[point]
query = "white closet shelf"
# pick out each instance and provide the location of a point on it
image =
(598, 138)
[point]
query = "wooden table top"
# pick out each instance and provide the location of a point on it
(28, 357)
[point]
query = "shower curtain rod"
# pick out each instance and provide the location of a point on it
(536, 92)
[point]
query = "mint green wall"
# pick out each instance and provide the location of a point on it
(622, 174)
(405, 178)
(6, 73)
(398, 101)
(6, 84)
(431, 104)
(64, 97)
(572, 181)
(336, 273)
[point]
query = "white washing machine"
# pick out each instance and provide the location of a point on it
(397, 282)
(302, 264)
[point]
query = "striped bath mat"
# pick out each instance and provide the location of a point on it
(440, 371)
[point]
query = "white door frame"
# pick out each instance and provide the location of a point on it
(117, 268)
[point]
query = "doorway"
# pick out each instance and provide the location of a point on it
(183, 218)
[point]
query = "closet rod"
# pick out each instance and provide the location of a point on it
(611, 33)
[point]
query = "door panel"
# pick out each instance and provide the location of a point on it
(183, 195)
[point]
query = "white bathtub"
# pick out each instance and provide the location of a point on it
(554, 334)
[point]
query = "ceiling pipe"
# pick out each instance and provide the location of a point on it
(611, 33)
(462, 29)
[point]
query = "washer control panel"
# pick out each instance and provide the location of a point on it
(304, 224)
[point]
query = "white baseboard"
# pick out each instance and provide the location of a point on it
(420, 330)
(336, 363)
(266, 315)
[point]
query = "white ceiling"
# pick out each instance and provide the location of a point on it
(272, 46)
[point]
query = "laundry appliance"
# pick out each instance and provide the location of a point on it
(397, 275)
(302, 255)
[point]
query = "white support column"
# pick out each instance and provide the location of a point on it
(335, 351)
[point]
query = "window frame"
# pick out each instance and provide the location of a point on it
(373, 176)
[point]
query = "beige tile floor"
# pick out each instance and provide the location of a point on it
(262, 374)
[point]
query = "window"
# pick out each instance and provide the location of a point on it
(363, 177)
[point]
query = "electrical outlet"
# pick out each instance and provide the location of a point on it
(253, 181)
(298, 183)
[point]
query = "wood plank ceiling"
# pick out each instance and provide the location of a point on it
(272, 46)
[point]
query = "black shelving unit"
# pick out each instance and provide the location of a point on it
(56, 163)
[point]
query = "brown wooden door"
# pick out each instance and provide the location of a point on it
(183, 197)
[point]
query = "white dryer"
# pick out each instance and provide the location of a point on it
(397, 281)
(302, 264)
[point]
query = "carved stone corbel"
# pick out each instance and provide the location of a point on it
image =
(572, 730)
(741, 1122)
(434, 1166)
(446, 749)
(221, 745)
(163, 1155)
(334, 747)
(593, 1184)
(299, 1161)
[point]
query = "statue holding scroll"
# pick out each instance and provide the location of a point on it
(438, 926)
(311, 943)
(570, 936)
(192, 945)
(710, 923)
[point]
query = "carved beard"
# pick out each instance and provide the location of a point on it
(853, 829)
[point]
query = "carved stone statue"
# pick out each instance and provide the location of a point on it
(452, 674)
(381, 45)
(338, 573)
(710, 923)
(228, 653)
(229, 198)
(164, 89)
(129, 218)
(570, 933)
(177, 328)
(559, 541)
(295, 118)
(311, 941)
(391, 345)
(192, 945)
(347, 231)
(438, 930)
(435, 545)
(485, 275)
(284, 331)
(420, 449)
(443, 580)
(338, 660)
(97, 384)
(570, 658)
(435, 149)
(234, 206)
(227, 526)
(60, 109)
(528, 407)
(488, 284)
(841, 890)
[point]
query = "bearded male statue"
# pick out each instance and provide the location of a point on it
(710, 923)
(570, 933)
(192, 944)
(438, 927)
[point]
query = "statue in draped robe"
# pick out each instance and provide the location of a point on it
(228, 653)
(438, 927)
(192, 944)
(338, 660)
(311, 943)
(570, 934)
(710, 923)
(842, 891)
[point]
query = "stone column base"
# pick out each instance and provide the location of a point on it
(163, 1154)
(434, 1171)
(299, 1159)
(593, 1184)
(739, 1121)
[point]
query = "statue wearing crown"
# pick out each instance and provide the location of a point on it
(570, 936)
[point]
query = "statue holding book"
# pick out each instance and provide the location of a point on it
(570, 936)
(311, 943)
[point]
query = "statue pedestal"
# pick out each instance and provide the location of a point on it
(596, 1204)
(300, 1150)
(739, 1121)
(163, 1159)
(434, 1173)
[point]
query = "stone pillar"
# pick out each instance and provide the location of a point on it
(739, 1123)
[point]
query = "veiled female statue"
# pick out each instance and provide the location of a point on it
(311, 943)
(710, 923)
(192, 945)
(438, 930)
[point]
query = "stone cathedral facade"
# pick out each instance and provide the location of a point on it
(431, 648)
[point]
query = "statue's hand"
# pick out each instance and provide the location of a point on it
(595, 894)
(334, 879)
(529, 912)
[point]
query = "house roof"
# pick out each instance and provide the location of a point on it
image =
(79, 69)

ASSIGNED TASK
Transcribe each entry above exactly as it reads.

FINAL ANSWER
[point]
query = "white closet shelf"
# pick out each instance and provide the location of a point on it
image =
(598, 138)
[point]
query = "wooden table top"
# pick out each instance and provide the location of a point on it
(28, 357)
[point]
query = "shower curtain rod"
# pick out each instance and provide the location of a point on it
(536, 92)
[point]
query = "mint green wall"
# pick out each instance and provide the location of a point on it
(622, 174)
(405, 178)
(6, 73)
(398, 101)
(6, 84)
(431, 104)
(64, 97)
(572, 181)
(336, 273)
[point]
query = "white washing machine"
# pick out each instance and provide the location of a point on it
(397, 282)
(302, 264)
[point]
query = "striped bath mat"
# pick out each instance and provide the location of a point on it
(440, 371)
[point]
query = "white door frame"
# pick out each instance and provide the location of a point on it
(117, 268)
[point]
query = "doorway"
# pick out each instance and provide the location of a point on it
(183, 218)
[point]
query = "closet rod"
# pick out each instance and provide the location of a point on it
(611, 33)
[point]
query = "door panel"
# pick out each instance and provide the location of a point on it
(183, 195)
[point]
query = "white bathtub"
# pick out each instance and provide the location of a point on it
(554, 334)
[point]
query = "ceiling pipe"
# pick out each instance and provide the location of a point on it
(611, 33)
(462, 29)
[point]
query = "washer control panel"
# pick out each instance and provide the location of a point on it
(304, 224)
[point]
query = "white baseboard"
# pick out each instance and provide the location of a point on it
(420, 330)
(336, 363)
(266, 315)
[point]
query = "white ceiling"
# pick out each instance and provide the location of a point on it
(272, 46)
[point]
query = "laundry appliance"
# pick out each instance and provide the location of a point on it
(397, 275)
(302, 255)
[point]
query = "white support column"
# pick out each instance and provide the location of a point on it
(335, 351)
[point]
query = "window frame"
# pick out each instance and provide the location of a point on it
(373, 176)
[point]
query = "beige tile floor"
# pick out each instance and provide the location of a point on it
(262, 374)
[point]
query = "window"
# pick out each instance and provide the location of a point on it
(363, 177)
[point]
query = "electrical outlet"
# pick out each instance and provide the location of a point on it
(253, 181)
(298, 183)
[point]
query = "wood plank ceiling"
# pick out each instance and provide the location of a point on it
(272, 46)
[point]
query = "black shelving unit"
# pick out each instance and provide the location of a point on it
(56, 163)
[point]
query = "brown wooden door"
# pick out each instance and provide the location of a point on it
(183, 197)
[point]
query = "white dryer"
# pick out each instance and provide the location of a point on it
(397, 281)
(302, 264)
[point]
query = "carved stone corbel"
# pick out each instance and provide the location of a point on it
image =
(572, 730)
(741, 1122)
(434, 1166)
(446, 749)
(221, 745)
(163, 1155)
(334, 747)
(593, 1184)
(299, 1161)
[point]
query = "statue holding scroll"
# pick out each instance and provide the location of a point on it
(438, 926)
(311, 943)
(570, 936)
(192, 945)
(710, 923)
[point]
query = "carved beard"
# pick out each instance and provide the location of a point on it
(853, 829)
[point]
query = "carved stone statue"
# pick out each instance and provide the location of a point on it
(452, 674)
(381, 45)
(338, 573)
(710, 923)
(228, 653)
(229, 198)
(164, 89)
(129, 218)
(570, 933)
(177, 328)
(559, 541)
(295, 118)
(311, 941)
(391, 345)
(192, 945)
(347, 231)
(438, 930)
(435, 545)
(485, 275)
(284, 331)
(420, 449)
(443, 580)
(338, 660)
(97, 384)
(570, 658)
(435, 149)
(234, 206)
(227, 526)
(60, 109)
(528, 407)
(488, 284)
(841, 890)
[point]
query = "bearded male statue"
# pick out each instance and provide the location of a point on it
(710, 923)
(570, 933)
(192, 944)
(438, 927)
[point]
query = "statue in draped robe"
# pick out each instance and provide the location of a point on it
(228, 653)
(438, 927)
(192, 944)
(338, 660)
(311, 943)
(570, 934)
(710, 923)
(842, 891)
[point]
query = "stone column base"
# pick out each instance and provide the location of a point on it
(163, 1154)
(434, 1171)
(299, 1159)
(593, 1184)
(739, 1121)
[point]
query = "statue wearing crown"
# pick out each instance and provide the location of a point on it
(570, 936)
[point]
query = "statue holding book"
# pick out each instance and provide the location of a point on it
(570, 936)
(311, 943)
[point]
query = "statue pedestal"
# pick out each instance and provide the location of a point on it
(596, 1204)
(300, 1150)
(739, 1121)
(163, 1159)
(434, 1173)
[point]
query = "stone pillar"
# pick out each instance and provide the location of a point on it
(739, 1123)
[point]
query = "veiled female statue"
# pick out each instance and provide the location of a point on it
(311, 943)
(710, 923)
(192, 945)
(438, 930)
[point]
query = "stone cathedral facade"
# pick out each instance and provide the location of a point on it
(431, 648)
[point]
query = "statue's hand"
# pick out each instance and provide the location of a point on it
(595, 894)
(334, 879)
(529, 912)
[point]
query = "house roof"
# pick out each instance and provide the location of a point on it
image =
(79, 69)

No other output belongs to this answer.